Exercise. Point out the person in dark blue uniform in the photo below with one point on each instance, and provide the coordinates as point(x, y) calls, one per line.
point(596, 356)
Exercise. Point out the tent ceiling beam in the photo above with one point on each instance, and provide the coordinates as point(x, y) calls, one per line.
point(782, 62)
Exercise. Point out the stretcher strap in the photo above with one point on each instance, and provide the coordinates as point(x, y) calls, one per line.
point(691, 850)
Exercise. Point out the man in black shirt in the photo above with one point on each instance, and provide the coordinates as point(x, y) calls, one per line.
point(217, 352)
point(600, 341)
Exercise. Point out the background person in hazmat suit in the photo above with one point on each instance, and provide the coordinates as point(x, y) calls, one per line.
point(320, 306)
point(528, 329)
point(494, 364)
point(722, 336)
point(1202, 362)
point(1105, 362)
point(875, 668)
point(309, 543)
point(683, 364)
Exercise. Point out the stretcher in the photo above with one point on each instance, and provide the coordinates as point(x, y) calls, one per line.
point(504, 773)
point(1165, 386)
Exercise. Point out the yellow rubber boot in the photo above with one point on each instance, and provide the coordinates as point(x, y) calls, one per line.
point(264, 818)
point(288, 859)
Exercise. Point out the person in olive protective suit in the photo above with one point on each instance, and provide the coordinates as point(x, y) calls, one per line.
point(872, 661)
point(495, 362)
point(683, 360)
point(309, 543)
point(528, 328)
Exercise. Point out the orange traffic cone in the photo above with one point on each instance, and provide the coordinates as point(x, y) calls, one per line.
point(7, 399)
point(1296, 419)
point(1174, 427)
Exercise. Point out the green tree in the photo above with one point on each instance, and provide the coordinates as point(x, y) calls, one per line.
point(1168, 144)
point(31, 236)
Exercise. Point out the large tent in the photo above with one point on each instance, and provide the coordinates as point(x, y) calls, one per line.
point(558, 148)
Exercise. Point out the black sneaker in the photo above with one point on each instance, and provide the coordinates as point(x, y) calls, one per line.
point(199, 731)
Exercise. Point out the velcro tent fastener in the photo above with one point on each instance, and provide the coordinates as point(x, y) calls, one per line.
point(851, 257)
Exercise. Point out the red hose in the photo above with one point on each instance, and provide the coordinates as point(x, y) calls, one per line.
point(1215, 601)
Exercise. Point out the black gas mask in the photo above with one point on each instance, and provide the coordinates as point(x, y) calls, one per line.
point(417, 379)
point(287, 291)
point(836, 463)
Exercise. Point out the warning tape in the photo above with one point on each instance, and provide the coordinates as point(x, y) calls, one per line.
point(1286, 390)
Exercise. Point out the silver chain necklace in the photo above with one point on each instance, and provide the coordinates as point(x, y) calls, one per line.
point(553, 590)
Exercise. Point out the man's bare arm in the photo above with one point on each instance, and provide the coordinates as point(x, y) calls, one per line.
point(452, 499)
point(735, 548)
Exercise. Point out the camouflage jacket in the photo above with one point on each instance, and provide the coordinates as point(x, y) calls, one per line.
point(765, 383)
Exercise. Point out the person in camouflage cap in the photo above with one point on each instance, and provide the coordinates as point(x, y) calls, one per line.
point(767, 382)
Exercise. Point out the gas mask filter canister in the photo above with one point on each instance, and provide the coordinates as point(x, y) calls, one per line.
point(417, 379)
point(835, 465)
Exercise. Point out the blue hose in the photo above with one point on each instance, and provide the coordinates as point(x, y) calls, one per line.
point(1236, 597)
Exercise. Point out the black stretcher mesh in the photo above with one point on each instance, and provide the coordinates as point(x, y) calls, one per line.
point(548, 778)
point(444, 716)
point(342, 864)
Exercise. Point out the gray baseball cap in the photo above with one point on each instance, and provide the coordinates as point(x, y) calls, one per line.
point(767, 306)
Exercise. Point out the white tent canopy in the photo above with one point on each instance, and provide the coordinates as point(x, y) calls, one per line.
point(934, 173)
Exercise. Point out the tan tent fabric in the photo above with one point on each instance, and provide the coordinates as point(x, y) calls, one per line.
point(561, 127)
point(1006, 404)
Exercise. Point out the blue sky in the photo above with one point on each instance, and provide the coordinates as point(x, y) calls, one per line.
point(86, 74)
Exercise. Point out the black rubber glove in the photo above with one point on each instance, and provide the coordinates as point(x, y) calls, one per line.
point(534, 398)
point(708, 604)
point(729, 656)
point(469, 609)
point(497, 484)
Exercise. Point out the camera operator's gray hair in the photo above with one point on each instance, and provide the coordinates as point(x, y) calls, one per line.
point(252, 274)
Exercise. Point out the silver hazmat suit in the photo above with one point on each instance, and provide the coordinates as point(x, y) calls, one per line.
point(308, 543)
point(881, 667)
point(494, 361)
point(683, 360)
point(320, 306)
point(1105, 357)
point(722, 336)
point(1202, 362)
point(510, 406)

————

ASSIGNMENT: Each line from the one holding "Exercise. Point out the silver hazmat" to the end of the data above goes into the answer exactly as written, and no other line does.

SOLUTION:
Exercise. Point out the silver hazmat suit in the photo above with one point on each instance, and provide the coordinates as point(x, y) calls, one per line.
point(308, 543)
point(881, 667)
point(494, 361)
point(683, 360)
point(320, 306)
point(1105, 357)
point(722, 336)
point(1202, 362)
point(510, 406)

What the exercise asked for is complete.